### Directive
Count the lines in the material below that contain the string "water". Reply with the number alone.

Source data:
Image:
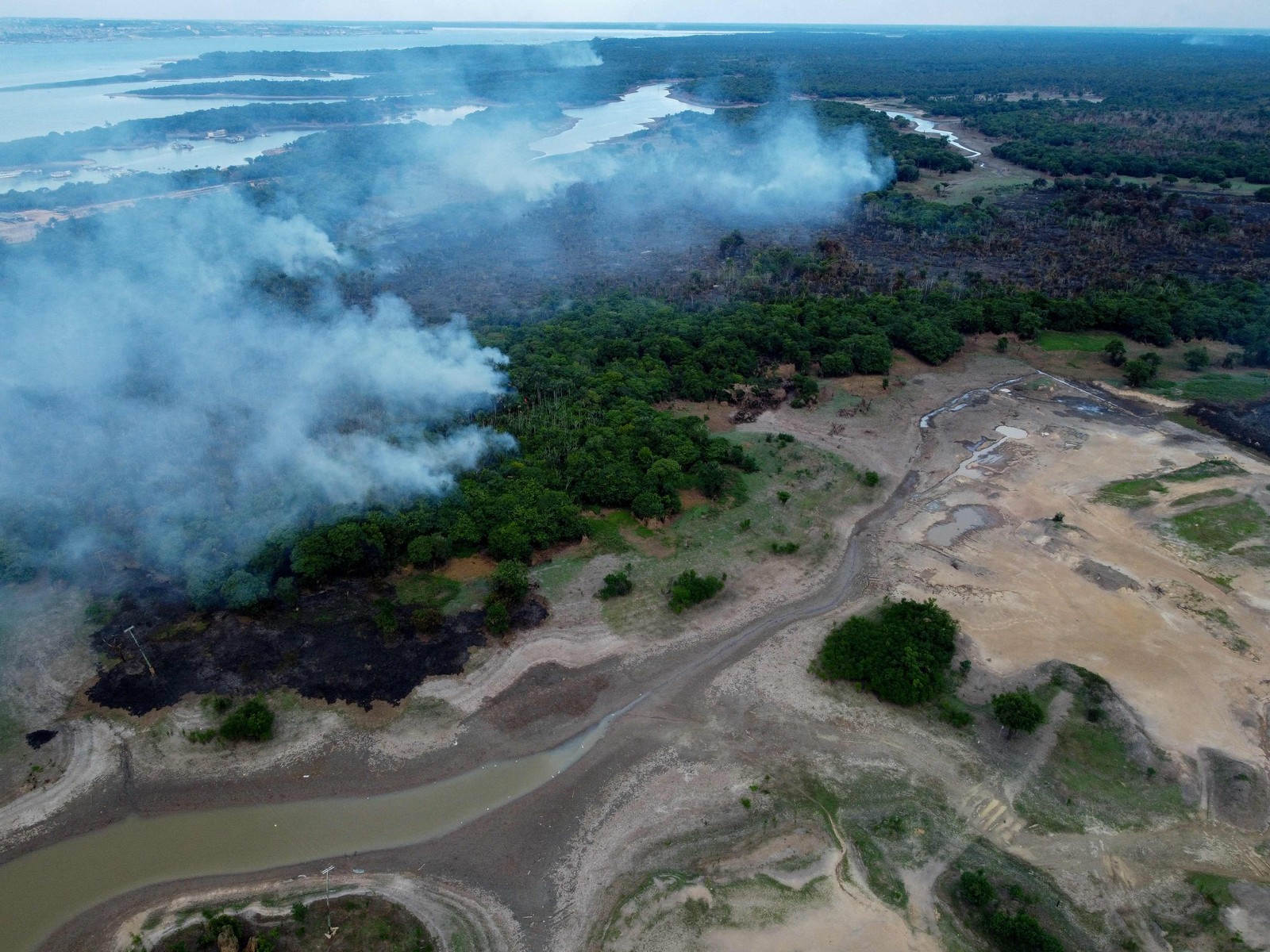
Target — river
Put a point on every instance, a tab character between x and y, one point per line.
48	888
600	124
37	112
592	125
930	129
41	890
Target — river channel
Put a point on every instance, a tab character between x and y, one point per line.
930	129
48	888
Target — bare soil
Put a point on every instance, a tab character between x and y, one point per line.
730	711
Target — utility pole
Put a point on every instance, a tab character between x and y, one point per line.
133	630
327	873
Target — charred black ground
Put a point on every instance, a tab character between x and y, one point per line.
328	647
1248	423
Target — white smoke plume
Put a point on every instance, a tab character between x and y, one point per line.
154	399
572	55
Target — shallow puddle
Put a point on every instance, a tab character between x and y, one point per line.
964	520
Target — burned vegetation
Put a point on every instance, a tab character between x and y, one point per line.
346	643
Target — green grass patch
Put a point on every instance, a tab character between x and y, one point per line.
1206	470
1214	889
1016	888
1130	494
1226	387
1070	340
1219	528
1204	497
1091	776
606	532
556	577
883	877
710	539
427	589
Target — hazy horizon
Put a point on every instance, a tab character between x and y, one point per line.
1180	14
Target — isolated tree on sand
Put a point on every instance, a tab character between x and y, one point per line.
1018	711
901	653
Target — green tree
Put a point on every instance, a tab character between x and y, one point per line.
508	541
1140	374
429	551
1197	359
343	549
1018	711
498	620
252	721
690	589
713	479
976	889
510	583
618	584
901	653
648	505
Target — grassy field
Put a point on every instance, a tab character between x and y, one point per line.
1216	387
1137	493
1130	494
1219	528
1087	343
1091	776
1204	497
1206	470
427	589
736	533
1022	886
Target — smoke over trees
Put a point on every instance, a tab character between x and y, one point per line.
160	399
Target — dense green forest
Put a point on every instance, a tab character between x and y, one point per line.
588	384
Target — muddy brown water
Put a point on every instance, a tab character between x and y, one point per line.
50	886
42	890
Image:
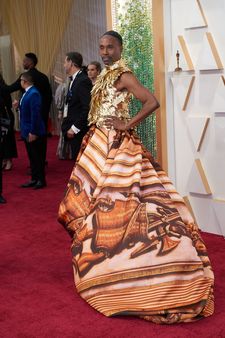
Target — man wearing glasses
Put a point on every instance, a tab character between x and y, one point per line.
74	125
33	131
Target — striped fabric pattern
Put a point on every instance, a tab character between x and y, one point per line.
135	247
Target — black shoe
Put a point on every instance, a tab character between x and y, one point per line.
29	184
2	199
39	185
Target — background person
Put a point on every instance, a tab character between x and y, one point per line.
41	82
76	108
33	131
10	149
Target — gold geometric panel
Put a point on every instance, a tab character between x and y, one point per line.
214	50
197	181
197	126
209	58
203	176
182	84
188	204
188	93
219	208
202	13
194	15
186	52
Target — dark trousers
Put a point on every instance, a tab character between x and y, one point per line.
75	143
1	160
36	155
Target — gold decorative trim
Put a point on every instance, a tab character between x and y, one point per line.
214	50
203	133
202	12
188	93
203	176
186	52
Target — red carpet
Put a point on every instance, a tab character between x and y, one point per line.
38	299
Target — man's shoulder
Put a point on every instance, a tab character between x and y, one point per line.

==

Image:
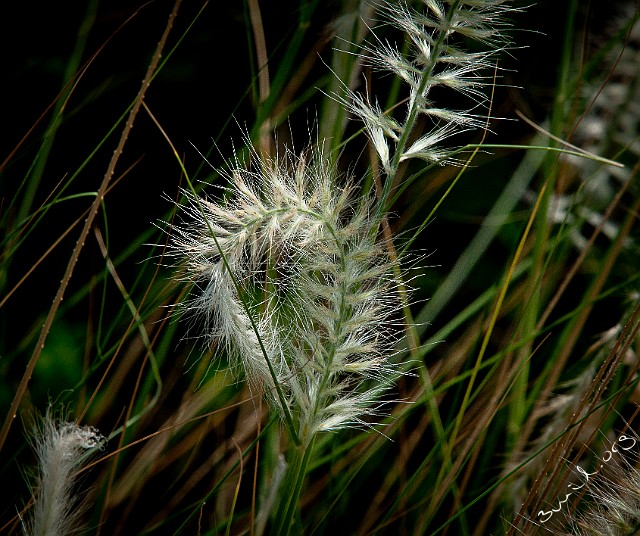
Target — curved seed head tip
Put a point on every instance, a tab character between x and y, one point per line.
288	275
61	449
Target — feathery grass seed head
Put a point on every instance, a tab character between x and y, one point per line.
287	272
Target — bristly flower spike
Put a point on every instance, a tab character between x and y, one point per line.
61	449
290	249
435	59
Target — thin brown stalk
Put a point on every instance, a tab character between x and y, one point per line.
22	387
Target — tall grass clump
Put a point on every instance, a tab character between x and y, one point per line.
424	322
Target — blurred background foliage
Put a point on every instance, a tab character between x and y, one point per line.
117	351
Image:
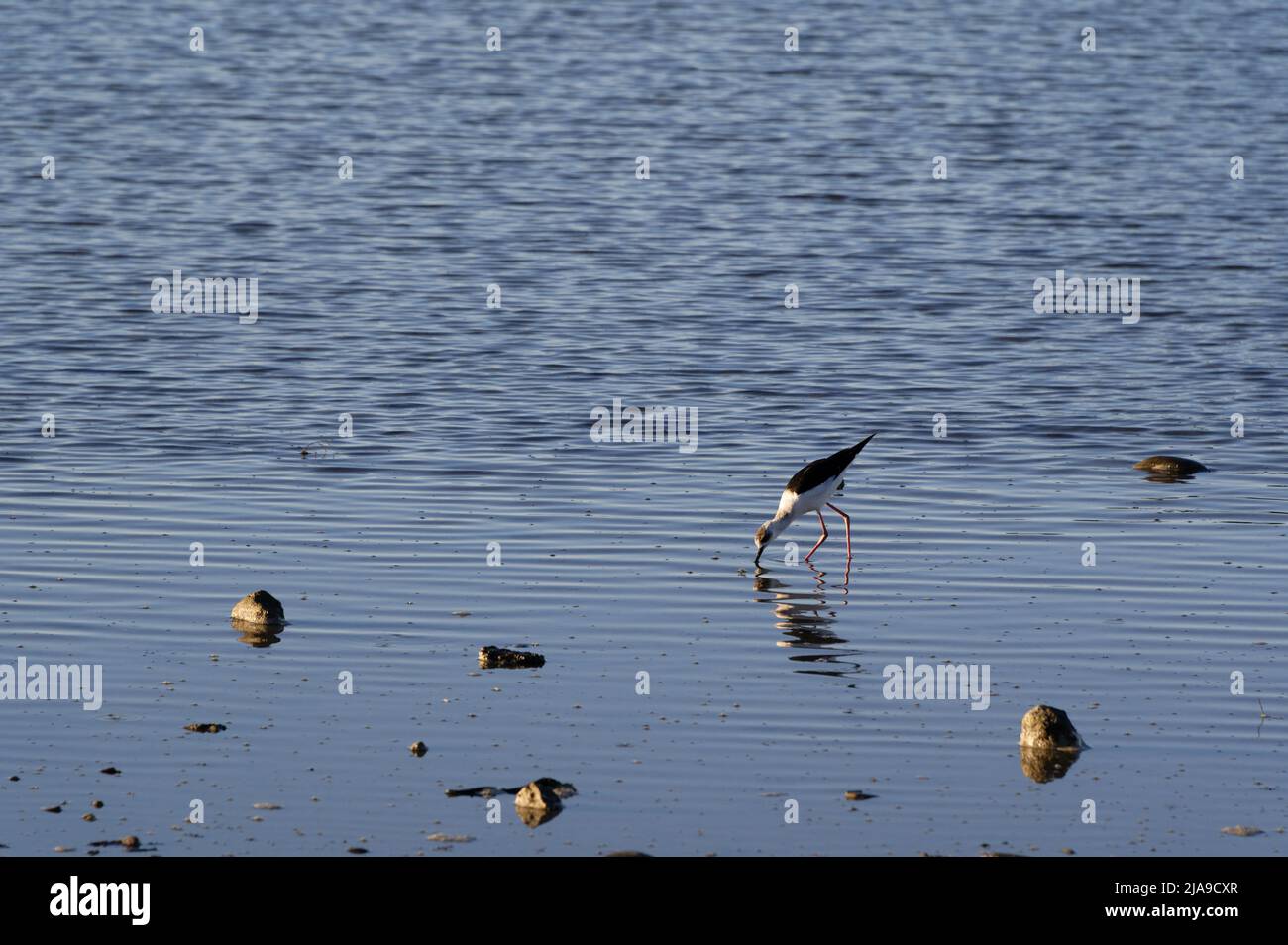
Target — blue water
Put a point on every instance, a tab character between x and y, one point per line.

### Written answer
2